WHAT IS REQUIRED
Replace "rear door" with "back door" in the records from the line with "find the front door in the photo above" up to and including the last line, changing nothing else. Leave the pictures out of your answer.

----- GIVEN DATA -----

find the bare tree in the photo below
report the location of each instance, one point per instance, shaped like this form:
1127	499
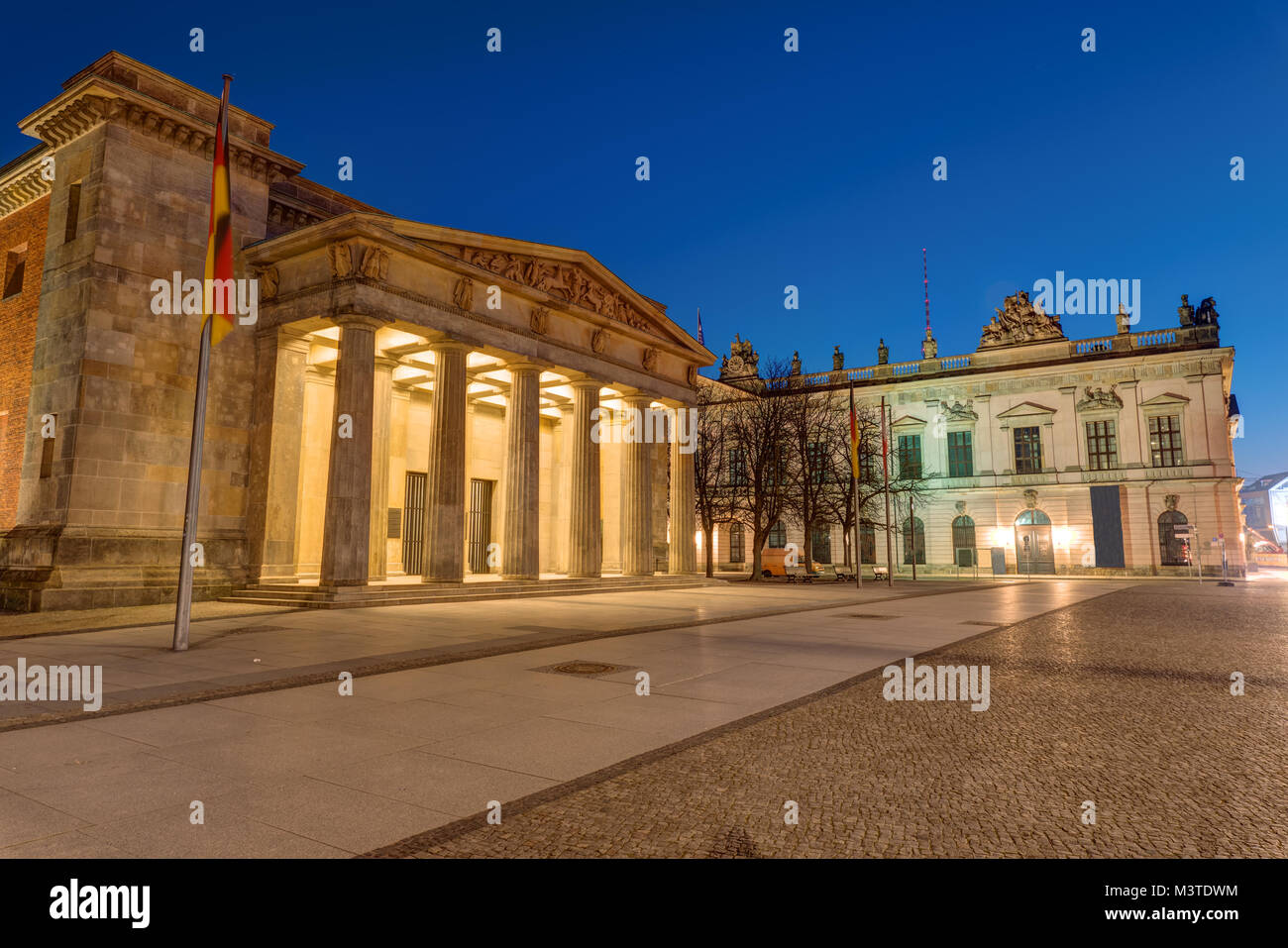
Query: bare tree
756	428
815	423
713	497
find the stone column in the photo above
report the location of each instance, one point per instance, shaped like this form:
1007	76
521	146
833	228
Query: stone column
347	533
585	535
381	417
520	546
682	556
277	412
636	489
445	489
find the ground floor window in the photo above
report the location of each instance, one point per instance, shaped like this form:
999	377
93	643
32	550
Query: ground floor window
1173	550
737	544
820	544
964	541
867	541
777	536
913	540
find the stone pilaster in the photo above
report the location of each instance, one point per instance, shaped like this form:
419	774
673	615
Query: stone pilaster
636	489
381	416
520	546
682	556
585	535
445	491
346	537
277	414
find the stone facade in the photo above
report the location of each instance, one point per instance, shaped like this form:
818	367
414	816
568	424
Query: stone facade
1129	434
356	309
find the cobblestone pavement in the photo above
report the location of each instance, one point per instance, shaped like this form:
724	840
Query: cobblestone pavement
1124	700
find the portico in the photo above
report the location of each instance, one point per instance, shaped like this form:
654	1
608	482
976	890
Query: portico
425	403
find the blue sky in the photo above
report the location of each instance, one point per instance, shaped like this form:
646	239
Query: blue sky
811	168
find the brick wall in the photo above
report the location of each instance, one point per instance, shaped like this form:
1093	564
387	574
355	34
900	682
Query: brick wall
17	342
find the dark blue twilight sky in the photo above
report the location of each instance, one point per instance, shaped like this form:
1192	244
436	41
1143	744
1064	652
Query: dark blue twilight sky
769	167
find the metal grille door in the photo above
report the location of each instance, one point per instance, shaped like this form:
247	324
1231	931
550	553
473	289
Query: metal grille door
480	524
413	523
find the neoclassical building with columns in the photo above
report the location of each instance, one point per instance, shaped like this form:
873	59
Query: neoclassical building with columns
412	407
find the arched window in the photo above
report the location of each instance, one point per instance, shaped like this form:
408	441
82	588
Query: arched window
820	544
867	543
737	544
777	536
964	541
1033	549
913	540
1175	552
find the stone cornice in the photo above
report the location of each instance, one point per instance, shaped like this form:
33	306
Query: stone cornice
24	183
95	101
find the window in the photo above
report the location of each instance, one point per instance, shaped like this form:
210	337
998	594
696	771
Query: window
1028	450
867	543
820	544
1175	552
960	462
913	540
815	460
777	537
910	456
737	544
1102	446
72	213
14	268
737	468
964	541
1164	441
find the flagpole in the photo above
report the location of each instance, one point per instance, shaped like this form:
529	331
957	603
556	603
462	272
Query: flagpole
855	454
183	609
885	472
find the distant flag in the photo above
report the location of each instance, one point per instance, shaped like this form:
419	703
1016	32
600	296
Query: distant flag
854	438
220	307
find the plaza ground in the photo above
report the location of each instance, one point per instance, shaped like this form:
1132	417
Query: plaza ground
1109	691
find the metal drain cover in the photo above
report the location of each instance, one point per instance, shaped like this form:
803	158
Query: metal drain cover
583	669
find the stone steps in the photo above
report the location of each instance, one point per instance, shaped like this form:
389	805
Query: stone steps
419	594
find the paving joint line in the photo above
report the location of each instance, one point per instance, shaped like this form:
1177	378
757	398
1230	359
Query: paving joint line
326	674
447	832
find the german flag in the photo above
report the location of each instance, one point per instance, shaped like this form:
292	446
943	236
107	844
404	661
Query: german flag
854	438
220	300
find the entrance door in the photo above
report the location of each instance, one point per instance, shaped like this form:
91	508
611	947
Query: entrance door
413	523
1033	549
480	524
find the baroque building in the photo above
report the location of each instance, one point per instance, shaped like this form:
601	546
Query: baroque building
1039	454
412	402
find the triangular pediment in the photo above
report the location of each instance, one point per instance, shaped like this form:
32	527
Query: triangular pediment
1166	398
907	421
1025	408
570	279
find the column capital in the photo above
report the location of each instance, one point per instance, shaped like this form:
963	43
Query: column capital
359	321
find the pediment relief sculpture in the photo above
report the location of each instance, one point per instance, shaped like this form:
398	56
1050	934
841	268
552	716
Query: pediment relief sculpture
563	281
463	294
1100	398
960	412
1019	322
269	281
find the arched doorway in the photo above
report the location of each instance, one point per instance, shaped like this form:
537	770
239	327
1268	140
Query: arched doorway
1033	549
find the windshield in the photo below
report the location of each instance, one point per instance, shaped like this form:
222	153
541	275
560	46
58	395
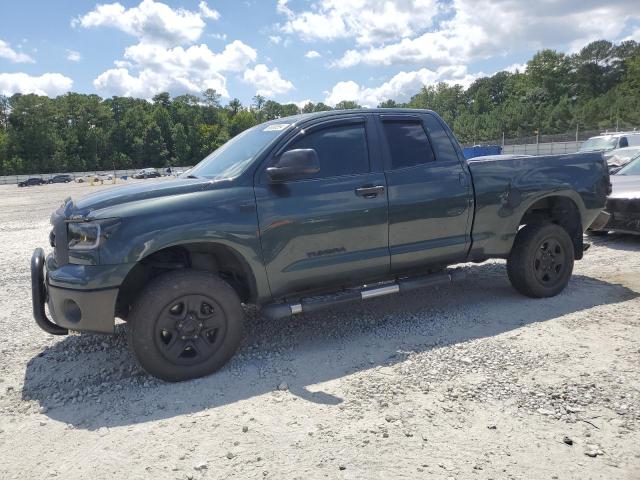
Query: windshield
599	143
632	168
233	157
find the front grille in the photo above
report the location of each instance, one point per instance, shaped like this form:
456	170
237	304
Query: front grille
58	238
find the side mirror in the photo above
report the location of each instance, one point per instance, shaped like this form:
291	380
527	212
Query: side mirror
294	165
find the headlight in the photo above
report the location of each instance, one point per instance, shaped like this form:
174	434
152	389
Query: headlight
87	235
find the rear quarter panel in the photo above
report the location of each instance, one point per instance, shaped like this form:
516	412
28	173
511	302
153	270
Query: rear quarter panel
505	187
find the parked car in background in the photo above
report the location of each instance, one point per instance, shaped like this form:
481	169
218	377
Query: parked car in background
146	173
623	205
31	181
618	158
611	141
95	177
65	178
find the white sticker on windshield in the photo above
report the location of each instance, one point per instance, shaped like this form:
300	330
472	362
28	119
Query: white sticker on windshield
276	127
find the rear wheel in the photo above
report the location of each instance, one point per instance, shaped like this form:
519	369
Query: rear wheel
541	261
185	324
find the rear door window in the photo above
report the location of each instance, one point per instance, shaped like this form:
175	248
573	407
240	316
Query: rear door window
442	144
408	143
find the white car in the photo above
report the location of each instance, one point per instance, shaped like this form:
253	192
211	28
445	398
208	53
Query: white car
619	157
611	141
95	177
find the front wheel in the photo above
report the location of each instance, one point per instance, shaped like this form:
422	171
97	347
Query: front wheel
541	261
185	324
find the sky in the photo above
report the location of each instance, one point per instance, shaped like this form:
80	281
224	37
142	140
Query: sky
288	50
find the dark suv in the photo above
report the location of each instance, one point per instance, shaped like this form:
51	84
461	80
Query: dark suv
65	178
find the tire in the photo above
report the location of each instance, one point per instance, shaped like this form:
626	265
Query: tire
541	261
185	324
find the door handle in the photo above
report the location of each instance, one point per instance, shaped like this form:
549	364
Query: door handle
369	191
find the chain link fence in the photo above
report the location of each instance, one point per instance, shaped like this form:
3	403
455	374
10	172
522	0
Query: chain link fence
550	144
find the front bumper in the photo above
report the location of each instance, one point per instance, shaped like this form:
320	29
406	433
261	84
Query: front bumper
74	308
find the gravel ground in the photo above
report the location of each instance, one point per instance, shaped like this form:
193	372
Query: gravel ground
468	381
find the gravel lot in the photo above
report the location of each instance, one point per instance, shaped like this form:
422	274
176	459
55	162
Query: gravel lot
468	381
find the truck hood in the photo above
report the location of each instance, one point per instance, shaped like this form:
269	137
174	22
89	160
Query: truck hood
625	186
141	191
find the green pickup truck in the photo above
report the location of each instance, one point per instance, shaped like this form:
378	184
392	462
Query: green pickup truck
301	213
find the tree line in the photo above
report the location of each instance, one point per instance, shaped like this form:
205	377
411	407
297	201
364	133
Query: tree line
597	87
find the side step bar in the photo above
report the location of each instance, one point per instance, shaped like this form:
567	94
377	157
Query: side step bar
307	305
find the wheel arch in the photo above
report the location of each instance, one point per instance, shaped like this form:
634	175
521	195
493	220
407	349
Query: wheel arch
560	209
215	257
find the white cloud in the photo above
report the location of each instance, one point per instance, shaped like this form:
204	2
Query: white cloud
176	70
73	56
301	103
368	21
50	84
400	87
267	82
150	21
515	68
439	32
10	54
208	12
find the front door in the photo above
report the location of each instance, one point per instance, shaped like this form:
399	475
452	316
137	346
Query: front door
329	229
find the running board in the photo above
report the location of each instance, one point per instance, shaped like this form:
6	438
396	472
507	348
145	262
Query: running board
307	305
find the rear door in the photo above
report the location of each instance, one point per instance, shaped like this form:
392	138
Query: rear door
429	189
329	229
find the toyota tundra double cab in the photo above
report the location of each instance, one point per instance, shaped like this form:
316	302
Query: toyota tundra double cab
303	212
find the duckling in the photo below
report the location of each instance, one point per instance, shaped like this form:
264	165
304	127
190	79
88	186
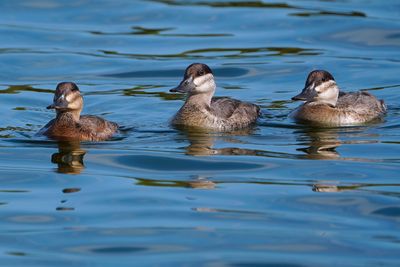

-----

CORRECT OUTPUT
find the front door in the photo above
report the location of each instance, one point per instance, shaped like this form:
399	475
452	316
137	346
Query: front door
329	229
find the running board in the photo above
report the location of each instance, one point per instance, shaped like this form:
6	438
396	472
507	348
145	262
Query: running board
307	305
find the back door in the photo above
report the location of each instance, one point per instance, shaped like this form:
392	138
Query: back door
429	189
329	229
find the toyota tundra double cab in the photo above
report the location of each instance, one point per instance, shaped like this form:
316	302
Query: toyota tundra double cab
303	212
find the duckling in the photo below
report the location of each instance, one point per instance, shaped like this form:
264	165
304	127
190	79
88	186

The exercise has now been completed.